== 文書本文 ==
################

派遣交換留学 ベルリン工科大学 2022/3/1~2023/1/17

派遣交換留学 ベルリン工科大学 2022/3/1~2023/1/17

留学時の学年:
修士課程3年
東工大での所属:
環境・社会理工学院 建築学系都市・環境学コース
留学先国:
ドイツ
留学先大学:
ベルリン工科大学
留学期間:
2022/3/1~2023/1/17
プログラム名:

留学先大学(機関)の概略

ベルリン工科大学(Technische Universität Berlin、略称: TU Berlin)は、ベルリンに4つある大学の1つである。7学部で構成されており、私はその中のFaculty VI - Planning Building EnvironmentのLandscape Architectureに所属していた。留学生はヨーロッパや北南米国から来ている学生が多く、日本人は3~5人程度だった。しかし、ベルリン工科大学の隣にベルリン芸術大学(UdK)があり、その大学にも日本人留学生が何人かいた。

留学前の準備

就職活動、修士・博士論文などとの兼ね合いを含め、修了までの計画をどう立てたか

留学中に就職活動の準備を行いながら、帰国後に面接などの採用試験に臨むことを計画していた。修士論文に関しては帰国してから1年かけて執筆する予定である。最終的に卒業を延ばし、修士課程を留学期間含めて4年間過ごすことになったが、私の場合大学院入学と同時にコロナが拡がったこともあり、むしろ学生のうちに経験したいことを全部やってから卒業した方が今後の人生でプラスに働くのではないかと考えた。

その他

留学情報の入手方法:ひたすらインターネットでベルリン工科大学の情報や入国審査、コロナ禍の状況などについて調べた。また、同時期にベルリン工科大学に留学する東工大の同期がいたので、その人とも色々相談しながら準備を進めた。
専門分野・語学の準備方法:専門分野についてはドイツの都市や歴史、自然に関する本や論文を読んで知識を深めていた。語学についてはDMM英会話で英語を話す練習と、ドイツ語の基本的な単語や文法について、東工大のドイツ語秋期・春期集中講座と独学で勉強した。

################

== 演習の課題 ==
1 – 文書本文で「留学先大学(機関)の概略」より前に、末尾がコロンの見出しとして並んでいる項目名をすべて挙げよ。
2 – 行の最初の一行から書き写し始め、「(1218, 498)」を含む行まで写したところで終えよ。両端の行も含めること。
文書本文と行は、それぞれ別の出典から取られている。

################

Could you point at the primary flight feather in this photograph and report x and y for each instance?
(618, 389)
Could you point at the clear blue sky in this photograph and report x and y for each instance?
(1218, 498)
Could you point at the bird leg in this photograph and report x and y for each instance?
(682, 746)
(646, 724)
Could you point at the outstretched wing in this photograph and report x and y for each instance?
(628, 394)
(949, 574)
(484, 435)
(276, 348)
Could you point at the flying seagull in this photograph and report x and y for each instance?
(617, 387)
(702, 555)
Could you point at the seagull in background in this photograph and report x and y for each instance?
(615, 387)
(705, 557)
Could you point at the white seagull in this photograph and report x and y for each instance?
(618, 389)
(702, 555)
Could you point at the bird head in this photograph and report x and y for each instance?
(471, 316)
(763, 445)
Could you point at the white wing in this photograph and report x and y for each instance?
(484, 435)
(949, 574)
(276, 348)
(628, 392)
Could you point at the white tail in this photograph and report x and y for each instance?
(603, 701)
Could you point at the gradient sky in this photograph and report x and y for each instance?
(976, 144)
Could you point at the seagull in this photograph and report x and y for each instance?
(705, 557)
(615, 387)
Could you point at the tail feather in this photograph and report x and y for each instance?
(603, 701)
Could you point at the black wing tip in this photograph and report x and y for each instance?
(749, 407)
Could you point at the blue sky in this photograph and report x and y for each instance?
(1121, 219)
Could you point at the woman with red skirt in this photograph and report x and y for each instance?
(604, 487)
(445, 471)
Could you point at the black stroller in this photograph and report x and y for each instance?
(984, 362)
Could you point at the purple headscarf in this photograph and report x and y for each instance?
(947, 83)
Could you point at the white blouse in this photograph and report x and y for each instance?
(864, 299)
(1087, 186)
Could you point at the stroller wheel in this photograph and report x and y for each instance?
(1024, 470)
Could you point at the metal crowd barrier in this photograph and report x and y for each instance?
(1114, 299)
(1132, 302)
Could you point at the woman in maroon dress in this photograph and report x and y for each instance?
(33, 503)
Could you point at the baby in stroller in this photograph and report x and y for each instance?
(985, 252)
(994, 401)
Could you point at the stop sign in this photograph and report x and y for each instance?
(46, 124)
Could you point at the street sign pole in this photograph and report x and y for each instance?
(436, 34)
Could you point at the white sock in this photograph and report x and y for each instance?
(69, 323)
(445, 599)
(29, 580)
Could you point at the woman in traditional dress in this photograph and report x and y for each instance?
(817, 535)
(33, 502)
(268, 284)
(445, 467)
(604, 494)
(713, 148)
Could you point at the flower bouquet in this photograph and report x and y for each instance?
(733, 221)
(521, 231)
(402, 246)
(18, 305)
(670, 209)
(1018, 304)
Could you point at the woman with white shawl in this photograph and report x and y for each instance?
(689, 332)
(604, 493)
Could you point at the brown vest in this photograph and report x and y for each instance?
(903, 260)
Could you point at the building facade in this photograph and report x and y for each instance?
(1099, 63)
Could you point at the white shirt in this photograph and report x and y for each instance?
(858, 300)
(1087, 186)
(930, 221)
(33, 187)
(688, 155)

################

== 演習の結果 ==
1 – 留学時の学年、東工大での所属、留学先国、留学先大学、留学期間、プログラム名

2 –
Could you point at the primary flight feather in this photograph and report x and y for each instance?
(618, 389)
Could you point at the clear blue sky in this photograph and report x and y for each instance?
(1218, 498)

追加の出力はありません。